**EXERCISE DIRECTIONS**. Rewrite the listing below as a Markdown table with two columns, "Row" and "Line". Number each nonblank line in order and leave out blank lines.

- - - - - - -

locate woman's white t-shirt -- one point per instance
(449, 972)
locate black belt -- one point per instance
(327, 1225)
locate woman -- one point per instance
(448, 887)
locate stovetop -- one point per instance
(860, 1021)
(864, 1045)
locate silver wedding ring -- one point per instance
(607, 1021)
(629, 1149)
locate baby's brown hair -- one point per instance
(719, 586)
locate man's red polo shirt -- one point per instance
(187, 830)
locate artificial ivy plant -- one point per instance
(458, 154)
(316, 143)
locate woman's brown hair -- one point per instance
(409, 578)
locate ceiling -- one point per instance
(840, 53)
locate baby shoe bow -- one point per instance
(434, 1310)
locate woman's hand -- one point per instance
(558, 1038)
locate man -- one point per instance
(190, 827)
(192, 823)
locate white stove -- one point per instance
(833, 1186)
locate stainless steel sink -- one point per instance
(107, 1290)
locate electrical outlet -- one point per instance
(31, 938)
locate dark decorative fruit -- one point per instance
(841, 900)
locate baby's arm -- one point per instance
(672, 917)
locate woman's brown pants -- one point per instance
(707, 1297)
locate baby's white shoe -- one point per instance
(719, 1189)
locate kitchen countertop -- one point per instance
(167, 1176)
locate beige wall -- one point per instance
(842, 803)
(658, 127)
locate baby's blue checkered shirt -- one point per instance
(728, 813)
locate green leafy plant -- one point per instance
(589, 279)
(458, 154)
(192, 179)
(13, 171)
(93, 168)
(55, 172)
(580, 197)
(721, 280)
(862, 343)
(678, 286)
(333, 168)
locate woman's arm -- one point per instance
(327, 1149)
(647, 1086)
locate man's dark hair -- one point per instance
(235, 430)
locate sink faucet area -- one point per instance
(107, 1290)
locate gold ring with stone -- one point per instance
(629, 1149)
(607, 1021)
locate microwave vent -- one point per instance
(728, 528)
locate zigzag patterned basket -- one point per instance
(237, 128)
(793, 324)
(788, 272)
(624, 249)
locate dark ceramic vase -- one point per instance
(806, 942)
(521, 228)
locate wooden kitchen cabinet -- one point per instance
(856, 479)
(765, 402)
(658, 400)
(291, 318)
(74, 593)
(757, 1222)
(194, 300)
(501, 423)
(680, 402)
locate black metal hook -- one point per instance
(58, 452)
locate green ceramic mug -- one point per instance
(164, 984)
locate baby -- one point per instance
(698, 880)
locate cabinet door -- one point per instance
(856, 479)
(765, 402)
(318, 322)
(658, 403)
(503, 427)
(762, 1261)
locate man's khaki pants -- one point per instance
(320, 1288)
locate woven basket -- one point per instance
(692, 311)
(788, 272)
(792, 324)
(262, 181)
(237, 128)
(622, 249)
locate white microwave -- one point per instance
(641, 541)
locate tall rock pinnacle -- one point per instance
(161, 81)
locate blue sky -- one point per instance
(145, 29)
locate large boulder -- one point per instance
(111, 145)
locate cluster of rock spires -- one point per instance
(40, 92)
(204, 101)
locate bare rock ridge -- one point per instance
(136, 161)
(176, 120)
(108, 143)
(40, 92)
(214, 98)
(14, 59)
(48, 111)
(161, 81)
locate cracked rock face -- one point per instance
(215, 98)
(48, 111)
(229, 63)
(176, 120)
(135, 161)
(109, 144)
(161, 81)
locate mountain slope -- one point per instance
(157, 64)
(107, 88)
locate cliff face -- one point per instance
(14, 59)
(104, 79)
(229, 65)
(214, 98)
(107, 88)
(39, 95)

- - - - - - -

**SOLUTION**.
| Row | Line |
|---|---|
| 1 | locate woman's white t-shirt -- one point per instance |
| 2 | (449, 972) |
| 3 | locate black belt -- one point per instance |
| 4 | (327, 1225) |
| 5 | locate woman -- one point per instance |
| 6 | (448, 887) |
| 7 | locate stovetop -- one point per instance |
| 8 | (860, 1021) |
| 9 | (864, 1045) |
| 10 | locate silver wedding ring -- one point per instance |
| 11 | (607, 1021) |
| 12 | (629, 1149) |
| 13 | locate baby's brown hair -- one point per instance |
| 14 | (719, 586) |
| 15 | locate man's red polo shirt -- one point per instance |
| 16 | (187, 830) |
| 17 | locate artificial ivy plant -- one point per instance |
| 18 | (458, 154) |
| 19 | (316, 143) |
| 20 | locate woman's brown hair -- one point per instance |
| 21 | (409, 578) |
| 22 | locate ceiling -- one point per instance |
| 23 | (840, 53) |
| 24 | locate baby shoe bow -- one point per instance |
| 25 | (434, 1310) |
| 26 | locate woman's hand -- one point per instance |
| 27 | (558, 1038) |
| 28 | locate man -- one point per instance |
| 29 | (190, 827) |
| 30 | (192, 823) |
| 31 | locate white stove -- one point per instance |
| 32 | (833, 1186) |
| 33 | locate stainless steel sink -- one point per instance |
| 34 | (107, 1290) |
| 35 | locate electrical outlet -- one point per instance |
| 36 | (31, 938) |
| 37 | locate dark decorative fruit -- one point per instance |
| 38 | (841, 900) |
| 39 | locate baby's arm -- one point per instance |
| 40 | (672, 917) |
| 41 | locate woman's brown pants -- one point per instance |
| 42 | (707, 1297) |
| 43 | locate baby's white shoe -- one point per instance |
| 44 | (719, 1189) |
| 45 | locate kitchen countertop -- one point per instance |
| 46 | (167, 1176) |
| 47 | locate beige wall -- one point per instance |
| 48 | (842, 803) |
| 49 | (658, 127) |
| 50 | locate baby's blue checkered shirt -- one point per instance |
| 51 | (728, 813) |
| 52 | locate green leafy plant -- one point per instance |
| 53 | (589, 279) |
| 54 | (458, 154) |
| 55 | (192, 179) |
| 56 | (13, 171) |
| 57 | (93, 168) |
| 58 | (55, 172) |
| 59 | (580, 197) |
| 60 | (721, 280) |
| 61 | (862, 343) |
| 62 | (678, 286) |
| 63 | (333, 168) |
| 64 | locate woman's arm -- one point per instance |
| 65 | (327, 1149) |
| 66 | (647, 1086) |
| 67 | locate man's dark hair -- one point per instance |
| 68 | (235, 430) |
| 69 | locate sink faucet area -- one point per instance |
| 70 | (107, 1290) |
| 71 | locate gold ring with stone -- one point per instance |
| 72 | (629, 1149) |
| 73 | (607, 1021) |
| 74 | locate microwave vent -- one point per instance |
| 75 | (728, 528) |
| 76 | locate zigzag patterned basket -- one point per instance |
| 77 | (237, 128) |
| 78 | (793, 324) |
| 79 | (788, 272) |
| 80 | (624, 249) |
| 81 | locate dark ceramic vase -- one point per instance |
| 82 | (806, 942) |
| 83 | (521, 228) |
| 84 | locate wooden kitchen cabinet -- one point per instance |
| 85 | (856, 479) |
| 86 | (765, 402) |
| 87 | (658, 400) |
| 88 | (291, 318) |
| 89 | (74, 593) |
| 90 | (757, 1222) |
| 91 | (194, 300) |
| 92 | (501, 423) |
| 93 | (680, 402) |
| 94 | locate black metal hook -- one point per instance |
| 95 | (58, 452) |
| 96 | locate green ceramic mug -- one point per instance |
| 97 | (164, 984) |
| 98 | locate baby -- one point per instance |
| 99 | (698, 880) |
| 100 | locate cabinet door -- one point per instance |
| 101 | (856, 479) |
| 102 | (765, 402) |
| 103 | (318, 322) |
| 104 | (658, 403) |
| 105 | (503, 427) |
| 106 | (762, 1261) |
| 107 | locate man's khaki pants -- one point per instance |
| 108 | (320, 1288) |
| 109 | locate woven basket -- one point per instance |
| 110 | (692, 311) |
| 111 | (788, 272) |
| 112 | (792, 324) |
| 113 | (262, 181) |
| 114 | (237, 128) |
| 115 | (622, 249) |
| 116 | locate white microwave -- one point per instance |
| 117 | (641, 541) |
| 118 | locate tall rock pinnacle -- one point per instance |
| 119 | (161, 81) |
| 120 | locate blue sky -- one point per instance |
| 121 | (145, 29) |
| 122 | locate large boulder -- one point per instance |
| 123 | (111, 145) |
| 124 | locate cluster of rock spires -- one point per instance |
| 125 | (40, 92) |
| 126 | (204, 101) |
| 127 | locate bare rock ridge -- one point per instance |
| 128 | (136, 161) |
| 129 | (176, 120) |
| 130 | (108, 143) |
| 131 | (40, 92) |
| 132 | (214, 98) |
| 133 | (14, 59) |
| 134 | (48, 111) |
| 135 | (161, 81) |
| 136 | locate cracked rock face -- one point per instance |
| 137 | (215, 98) |
| 138 | (48, 111) |
| 139 | (229, 63) |
| 140 | (176, 120) |
| 141 | (135, 161) |
| 142 | (109, 144) |
| 143 | (161, 81) |
| 144 | locate mountain slope -- one point per instance |
| 145 | (157, 64) |
| 146 | (107, 88) |
| 147 | locate cliff face -- one point per instance |
| 148 | (14, 59) |
| 149 | (104, 79) |
| 150 | (229, 65) |
| 151 | (214, 98) |
| 152 | (107, 88) |
| 153 | (39, 95) |